- **ПИСЬМЕННОЕ ЗАДАНИЕ 1**: Пожалуйста, верните все строки листинга ниже, в которых встречается слово «surface». Регистр букв учитывается.
++++ ИСХОДНЫЙ ДОКУМЕНТ ++++
То немногое, что и оставалось от разрядки 70-х годов, ушло в прошлое за одну последнюю неделю десятилетия, когда началось советское вторжение в Афганистан. Во время коммунистического переворота апреля 1978 года руководитель республиканского режима Мухаммед Дауд был убит вместе со всей своей семьей. Выбор преемника Дауда лежал между Бабраком Кармалем, который возглавлял фракцию Парчам Афганской коммунистической партии, и Hyp Мухаммедом Тараки, лидером фракции Хальк. Московский центр поддерживал Кармаля, который многие годы был агентом КГБ. Но Тараки взял верх, во многом при поддержке Брежнева, на которого произвел сильное впечатление во время их короткой встречи. Кармаль нашел прибежище в Чехословакии. В сентябре 1979 года Тараки был убит заместителем премьер-министра Хафизуллой Амином. Москва закрыла на это убийство глаза, поздравила Амина с его «избранием» и выразила «убежденность, что и в будущем братские отношения между Советским Союзом и революционным Афганистаном будут развиваться на основе Договора о дружбе, добрососедстве и сотрудничестве.» Однако Центру уже был ясен его близкий конец. Сводки из кабульской резидентуры сообщали о жестокой оппозиции Амина со стороны исламских лидеров, об угрозе мятежа в афганской армии и неминуемом экономическом крахе.
++++ ДАННЫЕ УПРАЖНЕНИЯ ++++
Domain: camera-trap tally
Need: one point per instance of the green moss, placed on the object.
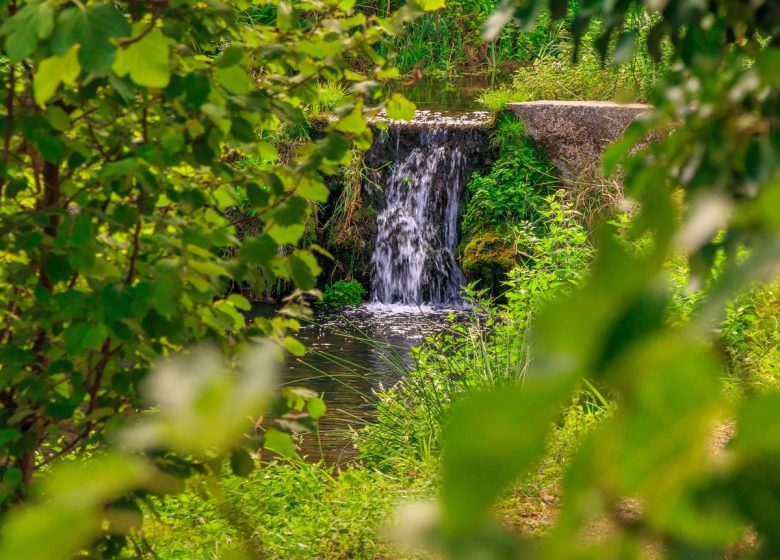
(511, 193)
(487, 258)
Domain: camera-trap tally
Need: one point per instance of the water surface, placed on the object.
(352, 352)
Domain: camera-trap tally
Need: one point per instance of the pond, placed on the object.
(451, 94)
(352, 352)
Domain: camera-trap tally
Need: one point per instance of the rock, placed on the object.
(575, 133)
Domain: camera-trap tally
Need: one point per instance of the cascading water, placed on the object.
(417, 232)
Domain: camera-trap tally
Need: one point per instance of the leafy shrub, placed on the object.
(288, 511)
(344, 292)
(515, 185)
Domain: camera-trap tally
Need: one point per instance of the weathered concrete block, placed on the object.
(575, 133)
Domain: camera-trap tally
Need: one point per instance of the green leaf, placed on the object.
(32, 23)
(52, 72)
(301, 273)
(316, 408)
(257, 196)
(91, 28)
(400, 108)
(147, 61)
(230, 57)
(280, 443)
(234, 79)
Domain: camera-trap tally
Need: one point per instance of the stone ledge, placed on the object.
(575, 133)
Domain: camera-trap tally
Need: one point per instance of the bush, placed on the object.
(344, 292)
(514, 187)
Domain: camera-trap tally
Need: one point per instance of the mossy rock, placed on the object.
(487, 258)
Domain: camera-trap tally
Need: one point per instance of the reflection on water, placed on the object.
(452, 94)
(350, 353)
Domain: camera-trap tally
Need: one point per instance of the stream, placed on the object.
(415, 275)
(350, 353)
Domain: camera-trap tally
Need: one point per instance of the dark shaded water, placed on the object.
(451, 94)
(351, 353)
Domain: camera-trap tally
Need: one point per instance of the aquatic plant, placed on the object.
(344, 292)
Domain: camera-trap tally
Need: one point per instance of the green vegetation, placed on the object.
(289, 510)
(504, 207)
(344, 292)
(613, 392)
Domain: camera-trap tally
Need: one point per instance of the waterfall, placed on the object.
(417, 231)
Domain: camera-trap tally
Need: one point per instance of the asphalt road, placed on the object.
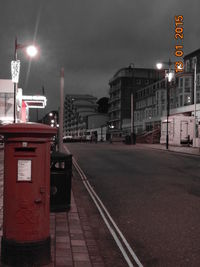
(154, 197)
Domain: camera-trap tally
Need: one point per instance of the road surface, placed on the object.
(154, 197)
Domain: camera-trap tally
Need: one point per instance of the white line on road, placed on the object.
(103, 211)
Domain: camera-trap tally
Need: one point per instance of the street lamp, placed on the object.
(195, 101)
(169, 74)
(31, 51)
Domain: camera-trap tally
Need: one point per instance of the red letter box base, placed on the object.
(25, 254)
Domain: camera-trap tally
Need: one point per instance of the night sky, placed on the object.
(91, 39)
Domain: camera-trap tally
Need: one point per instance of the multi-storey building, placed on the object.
(126, 81)
(77, 109)
(151, 104)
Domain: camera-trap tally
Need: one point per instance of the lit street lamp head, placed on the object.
(31, 51)
(159, 66)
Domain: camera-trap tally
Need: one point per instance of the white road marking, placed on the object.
(113, 228)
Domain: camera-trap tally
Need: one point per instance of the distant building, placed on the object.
(77, 108)
(151, 103)
(125, 81)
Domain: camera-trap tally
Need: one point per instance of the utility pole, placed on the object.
(132, 119)
(60, 144)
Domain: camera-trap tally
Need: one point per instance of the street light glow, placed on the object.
(159, 66)
(31, 50)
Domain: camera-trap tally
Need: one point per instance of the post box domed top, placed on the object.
(30, 129)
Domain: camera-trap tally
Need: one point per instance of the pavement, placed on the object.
(72, 241)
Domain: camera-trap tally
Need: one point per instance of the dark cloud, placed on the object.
(91, 39)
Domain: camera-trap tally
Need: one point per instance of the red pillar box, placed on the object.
(26, 218)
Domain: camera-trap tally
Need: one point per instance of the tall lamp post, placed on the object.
(195, 102)
(31, 51)
(168, 76)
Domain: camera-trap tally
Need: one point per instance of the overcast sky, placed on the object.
(91, 39)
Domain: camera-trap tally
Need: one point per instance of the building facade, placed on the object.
(77, 108)
(126, 81)
(150, 96)
(151, 101)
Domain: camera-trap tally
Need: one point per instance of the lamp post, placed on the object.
(31, 51)
(195, 101)
(168, 76)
++++
- **ПИСЬМЕННОЕ ЗАДАНИЕ 2**: Кем был убит Тараки в сентябре 1979 года, согласно исходному документу?

- **РЕЗУЛЬТАТ ЗАДАНИЯ 1**:
Need: one point per instance of the water surface, placed on the object.
Need: one point per instance of the road surface, placed on the object.

- **РЕЗУЛЬТАТ ЗАДАНИЯ 2**: Заместителем премьер-министра Хафизуллой Амином.